§ **Directions**
If a record holds a picture, leave the picture out and copy everything else exactly.

§ **Data for this exercise**
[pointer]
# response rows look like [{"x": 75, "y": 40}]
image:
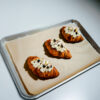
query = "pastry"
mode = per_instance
[
  {"x": 56, "y": 48},
  {"x": 41, "y": 67},
  {"x": 71, "y": 33}
]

§ **Finished exercise**
[pointer]
# response rows look like [{"x": 75, "y": 40}]
image:
query = "pastry"
mode = per_instance
[
  {"x": 56, "y": 48},
  {"x": 41, "y": 67},
  {"x": 71, "y": 33}
]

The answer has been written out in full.